SELECTED TEXT
· · · ·
Nepal has witnessed a dramatic spurt in progress in home reconstruction over the past few months, driven in part by government deadlines announced last year. In order to remain eligible for the subsidy grants, earthquake victims must complete construction of their homes up to the plinth level and receive certification by a government engineer by mid-July. So far, roughly half of eligible households have done so. Although the government expects that most earthquake victims will be able to meet the deadlines, some fear that vulnerable populations — including the poorest, who must borrow to reconstruct — are at risk of being left behind.

​Photo caption: Madhav Dhakal (left), a volunteer with the Sindhupalchok Land Rights Forum, and Sobha Ram Bishwokarma, an earthquake victim, in Chitre village, near Sunkhani. Photo by Peter Gill.

Deadlines Aim to Speed up Recovery

In the years following the 2015 quakes, recovery has been much slower than many hoped. The government estimated total recovery needs at over $8 billion, out of which it has spent approximately $1.1 billion so far. (Roughly half came from internal sources, and half from external grants and loans — donors have pledged a total of $4.1 billion although over $600 million was for immediate rescue and relief.)  Rebuilding in the housing sector — which represents nearly half of the government’s recovery costs — has been especially sluggish.
· · · ·
GIVEN EXERCISE
Reproduce word for word the part of the passage on home reconstruction in Nepal that starts with "Nepal has witnessed" and goes on through "Photo by Peter Gill.".

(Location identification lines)
· · · ·
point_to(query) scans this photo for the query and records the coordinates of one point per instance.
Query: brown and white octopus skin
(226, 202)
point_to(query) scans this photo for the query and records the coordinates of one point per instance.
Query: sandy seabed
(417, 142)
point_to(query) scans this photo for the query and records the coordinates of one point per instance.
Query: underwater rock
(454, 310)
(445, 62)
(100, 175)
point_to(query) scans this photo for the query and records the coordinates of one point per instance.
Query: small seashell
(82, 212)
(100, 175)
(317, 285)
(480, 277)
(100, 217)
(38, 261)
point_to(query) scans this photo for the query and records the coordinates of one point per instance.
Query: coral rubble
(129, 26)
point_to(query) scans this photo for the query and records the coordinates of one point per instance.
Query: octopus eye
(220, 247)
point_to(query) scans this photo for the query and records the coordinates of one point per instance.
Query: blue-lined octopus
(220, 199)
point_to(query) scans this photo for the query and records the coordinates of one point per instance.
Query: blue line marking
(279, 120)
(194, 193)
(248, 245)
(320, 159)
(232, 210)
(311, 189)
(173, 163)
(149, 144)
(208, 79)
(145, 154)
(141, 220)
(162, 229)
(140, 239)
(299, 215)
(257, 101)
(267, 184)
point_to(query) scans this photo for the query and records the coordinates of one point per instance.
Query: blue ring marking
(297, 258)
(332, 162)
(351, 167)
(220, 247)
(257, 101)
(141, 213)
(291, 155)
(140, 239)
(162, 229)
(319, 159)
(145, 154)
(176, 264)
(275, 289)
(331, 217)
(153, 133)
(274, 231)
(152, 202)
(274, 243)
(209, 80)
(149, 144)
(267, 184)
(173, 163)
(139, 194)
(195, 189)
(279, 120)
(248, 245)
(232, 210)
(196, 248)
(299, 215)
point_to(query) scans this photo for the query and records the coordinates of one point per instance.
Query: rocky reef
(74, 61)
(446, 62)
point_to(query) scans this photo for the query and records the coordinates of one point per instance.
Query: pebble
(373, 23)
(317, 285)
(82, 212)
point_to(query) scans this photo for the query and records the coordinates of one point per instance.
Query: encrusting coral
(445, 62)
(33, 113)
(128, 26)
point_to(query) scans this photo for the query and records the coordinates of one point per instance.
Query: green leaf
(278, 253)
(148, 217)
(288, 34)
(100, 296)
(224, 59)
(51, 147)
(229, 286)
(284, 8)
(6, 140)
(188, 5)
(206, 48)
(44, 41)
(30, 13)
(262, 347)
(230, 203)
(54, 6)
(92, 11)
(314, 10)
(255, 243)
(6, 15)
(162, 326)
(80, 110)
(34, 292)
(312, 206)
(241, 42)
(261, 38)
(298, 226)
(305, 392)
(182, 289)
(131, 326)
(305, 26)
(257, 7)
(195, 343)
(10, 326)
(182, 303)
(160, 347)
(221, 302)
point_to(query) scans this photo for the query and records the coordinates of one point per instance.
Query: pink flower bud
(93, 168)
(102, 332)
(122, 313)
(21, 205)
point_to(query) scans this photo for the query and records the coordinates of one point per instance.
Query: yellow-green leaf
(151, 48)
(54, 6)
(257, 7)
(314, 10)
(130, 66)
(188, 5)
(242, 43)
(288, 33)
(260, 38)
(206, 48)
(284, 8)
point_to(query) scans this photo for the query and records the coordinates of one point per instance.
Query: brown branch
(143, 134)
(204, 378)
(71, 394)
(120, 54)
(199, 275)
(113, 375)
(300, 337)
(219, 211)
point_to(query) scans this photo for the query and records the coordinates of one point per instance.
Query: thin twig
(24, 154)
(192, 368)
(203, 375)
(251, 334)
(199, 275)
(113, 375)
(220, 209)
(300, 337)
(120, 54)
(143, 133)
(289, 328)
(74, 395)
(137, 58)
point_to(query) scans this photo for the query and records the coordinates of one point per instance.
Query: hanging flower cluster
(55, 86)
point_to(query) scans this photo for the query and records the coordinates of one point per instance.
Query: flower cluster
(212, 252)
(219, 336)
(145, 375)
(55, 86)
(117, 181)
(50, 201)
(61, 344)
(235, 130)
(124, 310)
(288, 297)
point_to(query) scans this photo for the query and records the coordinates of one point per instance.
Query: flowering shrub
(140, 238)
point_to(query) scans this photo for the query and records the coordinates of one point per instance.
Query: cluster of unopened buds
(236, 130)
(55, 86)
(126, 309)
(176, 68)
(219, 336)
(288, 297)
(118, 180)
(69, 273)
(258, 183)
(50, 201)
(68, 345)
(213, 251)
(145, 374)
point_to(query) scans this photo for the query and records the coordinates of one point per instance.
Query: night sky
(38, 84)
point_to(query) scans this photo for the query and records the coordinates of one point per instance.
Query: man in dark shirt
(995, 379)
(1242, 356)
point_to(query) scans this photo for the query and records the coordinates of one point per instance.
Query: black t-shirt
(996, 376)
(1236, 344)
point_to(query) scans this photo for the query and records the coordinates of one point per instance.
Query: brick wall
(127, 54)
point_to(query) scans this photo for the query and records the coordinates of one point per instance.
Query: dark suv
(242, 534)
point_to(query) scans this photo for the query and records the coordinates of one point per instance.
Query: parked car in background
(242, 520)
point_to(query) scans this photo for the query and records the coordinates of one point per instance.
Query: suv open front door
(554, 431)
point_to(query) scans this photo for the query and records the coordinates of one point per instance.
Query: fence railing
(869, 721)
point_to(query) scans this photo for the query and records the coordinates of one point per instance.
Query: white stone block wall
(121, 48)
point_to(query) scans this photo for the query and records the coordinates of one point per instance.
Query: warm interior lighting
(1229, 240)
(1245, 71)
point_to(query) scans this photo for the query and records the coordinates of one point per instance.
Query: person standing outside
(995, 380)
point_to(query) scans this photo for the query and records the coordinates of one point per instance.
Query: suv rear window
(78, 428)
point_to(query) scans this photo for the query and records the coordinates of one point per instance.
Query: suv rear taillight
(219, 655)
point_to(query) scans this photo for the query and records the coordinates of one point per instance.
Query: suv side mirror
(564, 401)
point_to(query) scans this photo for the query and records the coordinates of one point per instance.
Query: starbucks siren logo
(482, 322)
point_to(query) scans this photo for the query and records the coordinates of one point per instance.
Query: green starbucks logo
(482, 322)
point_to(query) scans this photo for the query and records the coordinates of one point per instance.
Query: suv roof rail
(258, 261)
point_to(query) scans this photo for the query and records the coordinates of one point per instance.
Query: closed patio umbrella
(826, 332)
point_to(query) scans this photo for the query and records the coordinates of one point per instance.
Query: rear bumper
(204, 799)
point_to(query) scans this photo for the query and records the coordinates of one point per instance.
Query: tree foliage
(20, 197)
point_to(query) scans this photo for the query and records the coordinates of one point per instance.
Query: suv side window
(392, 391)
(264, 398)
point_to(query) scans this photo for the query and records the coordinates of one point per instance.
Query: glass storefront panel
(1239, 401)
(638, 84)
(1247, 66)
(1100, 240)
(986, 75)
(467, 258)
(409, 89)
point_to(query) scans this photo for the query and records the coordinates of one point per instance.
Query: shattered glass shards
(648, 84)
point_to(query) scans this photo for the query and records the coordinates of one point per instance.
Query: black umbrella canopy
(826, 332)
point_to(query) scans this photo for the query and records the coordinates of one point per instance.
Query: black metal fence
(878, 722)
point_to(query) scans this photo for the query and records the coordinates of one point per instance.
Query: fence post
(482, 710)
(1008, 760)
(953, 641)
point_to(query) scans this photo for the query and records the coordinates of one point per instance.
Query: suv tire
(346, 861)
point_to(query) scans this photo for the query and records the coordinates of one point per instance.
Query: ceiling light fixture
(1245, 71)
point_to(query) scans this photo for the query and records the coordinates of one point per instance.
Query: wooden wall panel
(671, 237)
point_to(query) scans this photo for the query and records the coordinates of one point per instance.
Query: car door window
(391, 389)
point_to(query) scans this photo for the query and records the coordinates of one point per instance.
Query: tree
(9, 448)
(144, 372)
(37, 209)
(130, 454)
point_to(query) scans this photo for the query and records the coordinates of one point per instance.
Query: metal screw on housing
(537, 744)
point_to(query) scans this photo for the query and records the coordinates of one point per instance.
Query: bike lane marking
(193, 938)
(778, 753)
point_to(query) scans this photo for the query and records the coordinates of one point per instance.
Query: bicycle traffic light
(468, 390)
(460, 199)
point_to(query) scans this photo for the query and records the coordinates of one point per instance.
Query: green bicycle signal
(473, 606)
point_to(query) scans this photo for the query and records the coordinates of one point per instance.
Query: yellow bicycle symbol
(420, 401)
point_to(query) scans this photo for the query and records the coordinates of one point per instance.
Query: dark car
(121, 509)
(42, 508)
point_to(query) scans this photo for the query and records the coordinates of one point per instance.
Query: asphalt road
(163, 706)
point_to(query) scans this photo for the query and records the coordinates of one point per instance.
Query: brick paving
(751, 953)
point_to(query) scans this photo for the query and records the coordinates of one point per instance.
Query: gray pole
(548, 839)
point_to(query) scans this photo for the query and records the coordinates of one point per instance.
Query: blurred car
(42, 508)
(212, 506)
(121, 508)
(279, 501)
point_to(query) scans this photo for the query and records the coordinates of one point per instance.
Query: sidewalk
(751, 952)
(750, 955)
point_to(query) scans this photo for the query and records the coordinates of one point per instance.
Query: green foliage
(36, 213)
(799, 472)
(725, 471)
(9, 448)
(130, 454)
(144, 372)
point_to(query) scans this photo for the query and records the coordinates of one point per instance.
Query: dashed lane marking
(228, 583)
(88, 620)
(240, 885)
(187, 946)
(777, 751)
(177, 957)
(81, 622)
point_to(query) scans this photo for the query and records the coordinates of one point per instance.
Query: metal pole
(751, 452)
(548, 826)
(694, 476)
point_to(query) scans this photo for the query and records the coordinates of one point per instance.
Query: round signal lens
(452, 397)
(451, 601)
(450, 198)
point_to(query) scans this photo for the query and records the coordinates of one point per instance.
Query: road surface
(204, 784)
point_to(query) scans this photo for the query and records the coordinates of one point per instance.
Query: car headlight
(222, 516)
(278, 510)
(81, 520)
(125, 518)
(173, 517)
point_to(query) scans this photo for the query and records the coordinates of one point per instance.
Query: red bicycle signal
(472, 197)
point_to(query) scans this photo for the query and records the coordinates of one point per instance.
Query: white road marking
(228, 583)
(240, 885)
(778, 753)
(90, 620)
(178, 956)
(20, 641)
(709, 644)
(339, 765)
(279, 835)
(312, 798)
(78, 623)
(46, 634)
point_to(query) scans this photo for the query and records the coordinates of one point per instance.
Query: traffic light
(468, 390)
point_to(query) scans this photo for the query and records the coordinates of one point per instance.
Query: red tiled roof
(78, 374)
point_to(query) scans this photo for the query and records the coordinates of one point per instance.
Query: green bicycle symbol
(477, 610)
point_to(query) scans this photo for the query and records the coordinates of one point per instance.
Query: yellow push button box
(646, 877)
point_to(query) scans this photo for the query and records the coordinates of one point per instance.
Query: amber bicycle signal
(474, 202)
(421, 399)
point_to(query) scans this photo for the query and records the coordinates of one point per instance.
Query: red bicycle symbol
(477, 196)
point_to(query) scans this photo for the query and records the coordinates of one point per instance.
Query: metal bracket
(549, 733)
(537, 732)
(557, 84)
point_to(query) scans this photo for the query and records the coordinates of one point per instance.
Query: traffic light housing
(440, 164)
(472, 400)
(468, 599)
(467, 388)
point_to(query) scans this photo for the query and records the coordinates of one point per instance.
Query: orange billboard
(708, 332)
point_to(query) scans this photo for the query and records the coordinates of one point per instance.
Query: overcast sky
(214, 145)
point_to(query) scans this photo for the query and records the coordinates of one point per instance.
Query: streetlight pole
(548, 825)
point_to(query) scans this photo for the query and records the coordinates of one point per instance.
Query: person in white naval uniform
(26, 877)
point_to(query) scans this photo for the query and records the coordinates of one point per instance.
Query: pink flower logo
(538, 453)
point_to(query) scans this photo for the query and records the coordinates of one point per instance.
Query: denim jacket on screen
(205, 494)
· · · ·
FINAL ANSWER
Nepal has witnessed a dramatic spurt in progress in home reconstruction over the past few months, driven in part by government deadlines announced last year. In order to remain eligible for the subsidy grants, earthquake victims must complete construction of their homes up to the plinth level and receive certification by a government engineer by mid-July. So far, roughly half of eligible households have done so. Although the government expects that most earthquake victims will be able to meet the deadlines, some fear that vulnerable populations — including the poorest, who must borrow to reconstruct — are at risk of being left behind.

​Photo caption: Madhav Dhakal (left), a volunteer with the Sindhupalchok Land Rights Forum, and Sobha Ram Bishwokarma, an earthquake victim, in Chitre village, near Sunkhani. Photo by Peter Gill.